— begin RECORDS PROVIDED —
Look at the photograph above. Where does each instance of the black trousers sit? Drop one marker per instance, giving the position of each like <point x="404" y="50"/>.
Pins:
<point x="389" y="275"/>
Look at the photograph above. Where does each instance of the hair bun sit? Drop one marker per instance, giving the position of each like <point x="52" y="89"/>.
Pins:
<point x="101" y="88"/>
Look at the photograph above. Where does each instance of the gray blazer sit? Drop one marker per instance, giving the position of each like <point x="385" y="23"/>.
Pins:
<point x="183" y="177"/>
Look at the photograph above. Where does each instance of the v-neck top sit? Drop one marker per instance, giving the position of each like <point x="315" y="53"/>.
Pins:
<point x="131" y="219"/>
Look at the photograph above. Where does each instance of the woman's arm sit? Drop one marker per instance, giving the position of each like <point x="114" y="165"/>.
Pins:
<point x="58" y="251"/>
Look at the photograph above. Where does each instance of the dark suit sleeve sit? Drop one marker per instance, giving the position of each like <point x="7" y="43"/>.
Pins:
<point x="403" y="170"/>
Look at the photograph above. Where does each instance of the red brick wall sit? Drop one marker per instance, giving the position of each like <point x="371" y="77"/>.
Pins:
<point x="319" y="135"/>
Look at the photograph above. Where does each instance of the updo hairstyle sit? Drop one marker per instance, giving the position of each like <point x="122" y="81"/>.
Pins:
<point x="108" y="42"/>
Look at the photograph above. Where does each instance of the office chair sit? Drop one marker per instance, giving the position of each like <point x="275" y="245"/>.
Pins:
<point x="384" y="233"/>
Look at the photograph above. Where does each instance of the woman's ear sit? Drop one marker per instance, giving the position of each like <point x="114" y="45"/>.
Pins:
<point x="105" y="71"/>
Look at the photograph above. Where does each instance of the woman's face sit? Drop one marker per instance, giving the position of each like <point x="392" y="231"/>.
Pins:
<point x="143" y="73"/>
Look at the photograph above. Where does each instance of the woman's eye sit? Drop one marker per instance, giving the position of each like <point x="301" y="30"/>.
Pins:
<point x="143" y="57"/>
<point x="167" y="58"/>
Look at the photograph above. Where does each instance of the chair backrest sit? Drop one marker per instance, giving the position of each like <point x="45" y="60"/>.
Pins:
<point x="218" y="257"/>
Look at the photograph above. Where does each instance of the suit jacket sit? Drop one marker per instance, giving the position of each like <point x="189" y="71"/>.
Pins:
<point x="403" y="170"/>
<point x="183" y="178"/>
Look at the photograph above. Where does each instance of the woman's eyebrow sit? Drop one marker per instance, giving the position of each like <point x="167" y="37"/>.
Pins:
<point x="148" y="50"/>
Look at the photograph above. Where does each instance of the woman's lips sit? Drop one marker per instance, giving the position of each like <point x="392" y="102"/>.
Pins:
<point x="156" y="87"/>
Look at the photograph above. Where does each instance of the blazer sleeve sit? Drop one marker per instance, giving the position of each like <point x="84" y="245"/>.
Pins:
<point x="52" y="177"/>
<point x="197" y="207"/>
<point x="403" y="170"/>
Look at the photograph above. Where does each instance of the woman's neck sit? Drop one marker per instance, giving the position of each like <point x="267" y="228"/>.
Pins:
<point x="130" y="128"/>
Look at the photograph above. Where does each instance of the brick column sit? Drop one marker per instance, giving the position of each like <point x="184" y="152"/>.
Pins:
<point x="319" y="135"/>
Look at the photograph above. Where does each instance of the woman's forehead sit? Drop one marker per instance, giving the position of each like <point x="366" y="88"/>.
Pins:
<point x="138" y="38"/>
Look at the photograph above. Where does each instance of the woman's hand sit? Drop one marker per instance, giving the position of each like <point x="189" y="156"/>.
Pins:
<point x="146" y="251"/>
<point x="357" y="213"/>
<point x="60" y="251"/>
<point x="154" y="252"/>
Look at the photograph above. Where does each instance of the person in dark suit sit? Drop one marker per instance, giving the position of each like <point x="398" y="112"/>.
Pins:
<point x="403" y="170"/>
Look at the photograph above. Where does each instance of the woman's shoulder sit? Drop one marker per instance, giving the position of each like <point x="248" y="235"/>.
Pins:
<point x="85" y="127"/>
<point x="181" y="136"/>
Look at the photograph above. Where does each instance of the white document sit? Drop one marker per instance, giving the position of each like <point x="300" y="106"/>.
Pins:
— end RECORDS PROVIDED —
• [STATED TASK] Rewrite all of the items above, swapping each "Pins" for "Locations" and leaving everything else as it is.

• [EXERCISE OUTPUT]
Look at the photograph above. Where does each instance of the black trousers sit? Drop one marker per instance, giving the position of each like <point x="404" y="50"/>.
Locations:
<point x="389" y="275"/>
Look at the photograph above. Where does each instance of the hair bun sit? Drop one marker per instance, giving the position of each like <point x="52" y="89"/>.
Locations:
<point x="101" y="88"/>
Look at the photograph above. Where does each instance of the gray blazer sit? Drop one marker per instance, giving the position of each like <point x="385" y="23"/>.
Locations:
<point x="183" y="177"/>
Look at the photograph above. Where does each instance of the v-neck top sit? Drop one marker per instance, giving the position of each like <point x="315" y="53"/>.
Locations:
<point x="131" y="219"/>
Look at the photograph above. Where does each instance of the woman's arm sit? Drop one marker per instance, giving the position of each like <point x="114" y="165"/>.
Locations:
<point x="58" y="251"/>
Look at the photograph above. Where does each instance of the dark suit sleeve sit? Drop one marker per instance, giving the position of each like <point x="7" y="43"/>.
Locations:
<point x="403" y="170"/>
Look at the photograph above. Where does each instance of the red brick wall sit? Drop one marker per instance, giving the position of each like <point x="371" y="77"/>.
Locations:
<point x="319" y="135"/>
Look at the photograph above. Where does each instance of the updo hairstyle sit? Drop one marker per instance, giving the position of each like <point x="122" y="81"/>.
Locations:
<point x="108" y="42"/>
Look at the photograph above. Where does each instance of the office chair sit? Drop one marker per instance, giving the position of each like <point x="275" y="245"/>.
Locations:
<point x="384" y="233"/>
Look at the photograph above. Where does each instance of the woman's ear sit? Drop one marker per instance, giving the position of each like <point x="114" y="45"/>.
Locations:
<point x="105" y="71"/>
Look at the photograph above. Where does each instance of the woman's face sit? Drop one marker per instance, giving the position of each like <point x="392" y="231"/>.
Locations:
<point x="143" y="73"/>
Look at the photograph above. Where does each instance of the woman's eye sit? Drop one marker per instance, giving the position of each like <point x="301" y="30"/>.
Locations:
<point x="143" y="57"/>
<point x="167" y="58"/>
Look at the photograph above. Where does each instance of the chair backrest sit? Drop one marker per instance, giving the position of each like <point x="45" y="60"/>.
Locations:
<point x="218" y="257"/>
Look at the photograph above. Where does each instance of the suit jacket sit? Drop one marker per instance, giving the position of each like <point x="189" y="71"/>.
Locations:
<point x="403" y="170"/>
<point x="183" y="178"/>
Look at the photograph above. Where does each instance of the woman's eyebrow sit? Drop one marker per instance, giving the position of each like <point x="167" y="37"/>.
Locations:
<point x="148" y="50"/>
Look at the photograph above. Where does each instance of the woman's lips sit? Drop one marker per instance, giving the position of each like <point x="392" y="102"/>.
Locations:
<point x="156" y="87"/>
Look at the photograph above. Where does each instance of the blazer sleeve sit? Drop one marker per instance, giving the position of each like <point x="84" y="245"/>.
Locations:
<point x="52" y="177"/>
<point x="197" y="207"/>
<point x="403" y="170"/>
Look at the photograph above. Where does each instance of the woman's neck sit? Drop one marker per instance, giving the position of each like <point x="267" y="228"/>.
Locations:
<point x="130" y="128"/>
Look at the photograph above. Where does each instance of the brick column sit? Drop one marker per instance, giving the position of each like <point x="184" y="152"/>.
Locations:
<point x="319" y="135"/>
Look at the photograph above. Where does each instance of the woman's forehead sit? Drop one marker per instance, giving the position of each like <point x="366" y="88"/>.
Locations:
<point x="138" y="38"/>
Look at the photograph above. Where does each instance of the woman's hand sit? Drop one marker per instance, giving the position of each like <point x="189" y="156"/>.
Locations:
<point x="146" y="251"/>
<point x="357" y="213"/>
<point x="60" y="251"/>
<point x="154" y="252"/>
Look at the photograph above. Where does each instance of the person in dark suit sit? Drop one marker per instance, giving the position of each like <point x="398" y="112"/>.
Locations:
<point x="403" y="170"/>
Look at the photograph above. Where does each instance of the woman's shoulder sit? Drop one marker per instance, giving the position of each like <point x="248" y="235"/>.
Locations:
<point x="85" y="127"/>
<point x="181" y="136"/>
Look at the photograph above. Where does each instance of the white document sit? Drop one marker per instance, giving the position of each like <point x="300" y="106"/>.
Locations:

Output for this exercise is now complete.